_Exercise directions:_ Starting with the line that contains "Can you find the brussels", set down each line through the end of the entries below, exactly and with nothing added.

BEGIN Material provided

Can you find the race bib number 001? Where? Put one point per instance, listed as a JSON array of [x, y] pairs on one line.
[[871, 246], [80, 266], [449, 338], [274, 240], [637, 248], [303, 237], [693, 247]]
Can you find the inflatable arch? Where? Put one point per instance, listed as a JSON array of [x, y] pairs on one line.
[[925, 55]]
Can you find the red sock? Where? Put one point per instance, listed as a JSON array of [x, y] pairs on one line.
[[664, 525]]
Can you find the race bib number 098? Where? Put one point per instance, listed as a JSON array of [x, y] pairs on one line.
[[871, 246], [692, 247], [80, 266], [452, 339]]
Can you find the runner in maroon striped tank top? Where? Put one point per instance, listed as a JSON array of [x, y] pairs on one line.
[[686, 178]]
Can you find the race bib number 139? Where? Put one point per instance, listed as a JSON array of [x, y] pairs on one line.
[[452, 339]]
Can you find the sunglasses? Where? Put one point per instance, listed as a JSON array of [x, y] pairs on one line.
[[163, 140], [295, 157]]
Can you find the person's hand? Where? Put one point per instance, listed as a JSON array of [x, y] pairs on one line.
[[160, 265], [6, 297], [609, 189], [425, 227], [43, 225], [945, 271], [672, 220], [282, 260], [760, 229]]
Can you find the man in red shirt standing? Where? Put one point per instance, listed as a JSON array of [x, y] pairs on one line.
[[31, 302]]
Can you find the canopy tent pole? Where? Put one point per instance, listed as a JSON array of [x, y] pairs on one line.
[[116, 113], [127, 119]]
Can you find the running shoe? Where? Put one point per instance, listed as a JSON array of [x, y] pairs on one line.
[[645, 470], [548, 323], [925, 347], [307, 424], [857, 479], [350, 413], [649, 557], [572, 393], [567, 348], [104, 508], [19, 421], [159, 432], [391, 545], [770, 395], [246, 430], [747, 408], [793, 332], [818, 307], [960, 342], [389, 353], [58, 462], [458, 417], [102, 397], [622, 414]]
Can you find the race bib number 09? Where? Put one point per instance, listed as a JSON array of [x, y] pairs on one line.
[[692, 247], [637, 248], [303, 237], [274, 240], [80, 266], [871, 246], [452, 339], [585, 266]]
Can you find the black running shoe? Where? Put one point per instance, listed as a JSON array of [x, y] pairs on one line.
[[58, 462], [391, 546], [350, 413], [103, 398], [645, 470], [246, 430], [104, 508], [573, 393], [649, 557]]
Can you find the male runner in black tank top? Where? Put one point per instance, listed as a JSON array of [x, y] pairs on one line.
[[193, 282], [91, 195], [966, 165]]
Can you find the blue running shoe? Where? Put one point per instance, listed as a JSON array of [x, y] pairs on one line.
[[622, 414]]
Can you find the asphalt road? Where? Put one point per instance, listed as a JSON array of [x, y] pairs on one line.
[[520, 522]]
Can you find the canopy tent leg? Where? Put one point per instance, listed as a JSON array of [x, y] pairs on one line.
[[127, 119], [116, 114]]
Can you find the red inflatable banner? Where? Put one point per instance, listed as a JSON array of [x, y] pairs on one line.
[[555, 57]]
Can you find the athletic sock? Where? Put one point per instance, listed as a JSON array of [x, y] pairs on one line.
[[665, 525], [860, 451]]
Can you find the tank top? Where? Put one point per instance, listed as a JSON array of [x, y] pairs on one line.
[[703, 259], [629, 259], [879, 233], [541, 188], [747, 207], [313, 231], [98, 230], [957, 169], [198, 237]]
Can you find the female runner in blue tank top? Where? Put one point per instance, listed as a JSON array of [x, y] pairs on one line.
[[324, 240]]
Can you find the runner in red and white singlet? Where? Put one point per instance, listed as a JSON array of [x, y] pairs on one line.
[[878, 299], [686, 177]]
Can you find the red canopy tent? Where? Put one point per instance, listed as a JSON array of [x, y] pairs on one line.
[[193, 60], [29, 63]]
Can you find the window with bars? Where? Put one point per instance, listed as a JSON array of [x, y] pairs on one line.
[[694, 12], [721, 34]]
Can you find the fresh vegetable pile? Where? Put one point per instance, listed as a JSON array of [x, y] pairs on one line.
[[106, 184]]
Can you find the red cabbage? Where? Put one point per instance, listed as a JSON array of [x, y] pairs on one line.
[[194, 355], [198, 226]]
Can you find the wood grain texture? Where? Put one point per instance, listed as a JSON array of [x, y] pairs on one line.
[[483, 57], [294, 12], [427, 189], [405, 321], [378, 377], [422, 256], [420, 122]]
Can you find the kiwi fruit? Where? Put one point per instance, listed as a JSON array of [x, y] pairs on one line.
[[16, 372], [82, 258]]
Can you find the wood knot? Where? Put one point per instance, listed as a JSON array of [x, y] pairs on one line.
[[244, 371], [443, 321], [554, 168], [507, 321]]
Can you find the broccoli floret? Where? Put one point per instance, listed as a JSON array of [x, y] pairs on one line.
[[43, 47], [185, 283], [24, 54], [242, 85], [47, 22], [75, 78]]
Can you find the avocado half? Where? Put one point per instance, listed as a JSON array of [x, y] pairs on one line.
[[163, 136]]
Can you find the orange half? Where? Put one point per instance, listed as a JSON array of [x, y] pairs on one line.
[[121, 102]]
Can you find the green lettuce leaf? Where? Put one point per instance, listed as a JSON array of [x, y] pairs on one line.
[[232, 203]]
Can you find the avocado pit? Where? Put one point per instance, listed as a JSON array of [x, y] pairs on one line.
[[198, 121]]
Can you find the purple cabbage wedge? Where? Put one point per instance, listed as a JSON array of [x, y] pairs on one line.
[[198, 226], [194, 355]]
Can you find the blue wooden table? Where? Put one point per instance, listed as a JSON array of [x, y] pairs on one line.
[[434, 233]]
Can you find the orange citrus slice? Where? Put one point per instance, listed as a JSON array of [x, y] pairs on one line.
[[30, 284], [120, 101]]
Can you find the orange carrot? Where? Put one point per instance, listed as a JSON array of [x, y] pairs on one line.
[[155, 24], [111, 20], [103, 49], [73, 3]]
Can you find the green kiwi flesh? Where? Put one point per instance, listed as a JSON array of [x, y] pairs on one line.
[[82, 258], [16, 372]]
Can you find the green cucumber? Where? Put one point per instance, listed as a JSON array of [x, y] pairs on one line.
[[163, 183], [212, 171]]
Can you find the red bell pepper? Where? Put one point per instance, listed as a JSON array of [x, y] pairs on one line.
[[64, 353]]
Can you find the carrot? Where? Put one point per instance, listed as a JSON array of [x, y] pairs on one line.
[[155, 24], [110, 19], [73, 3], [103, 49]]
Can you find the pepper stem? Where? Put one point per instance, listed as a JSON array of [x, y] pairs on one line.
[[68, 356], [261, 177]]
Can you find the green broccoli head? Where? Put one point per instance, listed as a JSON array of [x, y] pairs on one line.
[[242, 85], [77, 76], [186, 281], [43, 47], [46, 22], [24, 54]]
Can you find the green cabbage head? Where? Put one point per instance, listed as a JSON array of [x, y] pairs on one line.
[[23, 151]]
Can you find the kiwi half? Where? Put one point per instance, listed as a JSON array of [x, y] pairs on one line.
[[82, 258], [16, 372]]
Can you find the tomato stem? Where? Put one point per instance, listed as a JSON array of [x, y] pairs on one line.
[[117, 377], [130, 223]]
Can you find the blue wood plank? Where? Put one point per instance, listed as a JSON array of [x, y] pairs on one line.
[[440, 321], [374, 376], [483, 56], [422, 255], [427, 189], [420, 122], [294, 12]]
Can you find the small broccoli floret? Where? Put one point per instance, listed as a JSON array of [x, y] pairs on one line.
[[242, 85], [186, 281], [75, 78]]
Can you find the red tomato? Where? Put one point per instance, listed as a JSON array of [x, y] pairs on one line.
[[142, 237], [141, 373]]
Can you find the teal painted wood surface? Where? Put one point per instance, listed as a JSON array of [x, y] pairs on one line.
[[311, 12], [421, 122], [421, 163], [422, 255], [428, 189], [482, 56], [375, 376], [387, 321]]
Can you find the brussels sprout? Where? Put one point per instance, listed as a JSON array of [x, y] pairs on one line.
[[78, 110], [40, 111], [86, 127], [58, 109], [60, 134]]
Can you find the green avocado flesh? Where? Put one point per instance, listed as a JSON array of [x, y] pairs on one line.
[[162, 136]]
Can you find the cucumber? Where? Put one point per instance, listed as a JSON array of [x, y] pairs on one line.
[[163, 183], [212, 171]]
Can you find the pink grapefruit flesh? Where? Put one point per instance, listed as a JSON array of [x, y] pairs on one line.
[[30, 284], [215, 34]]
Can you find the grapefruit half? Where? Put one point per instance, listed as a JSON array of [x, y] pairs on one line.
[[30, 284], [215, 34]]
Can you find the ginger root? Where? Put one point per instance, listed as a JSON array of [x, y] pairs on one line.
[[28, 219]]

END Material provided

_Result of the exercise:_
Can you find the brussels sprout? Where? Put one point per instance, listed as a JSON array of [x, y] pairs on one line.
[[78, 110], [40, 111], [86, 127], [58, 109], [60, 134]]
Can you find the green avocado flesh? Where? Put one point per instance, listed as a JSON array of [x, y] pairs on one line.
[[162, 136]]
Can you find the cucumber? Where? Put one point per instance, listed as a JSON array of [x, y] pairs on one line.
[[163, 183], [212, 171]]
Can you find the pink grapefruit flesh? Where? Put one point per instance, listed as a JSON array of [x, y] pairs on one line.
[[30, 284], [215, 34]]
Can you find the grapefruit half? Where? Put one point per instance, listed as a JSON array of [x, y] pairs on one line.
[[30, 284], [215, 34]]
Can you find the ginger root? Where? Put one point per instance, listed as a JSON array of [x, y] pairs on one line.
[[28, 219]]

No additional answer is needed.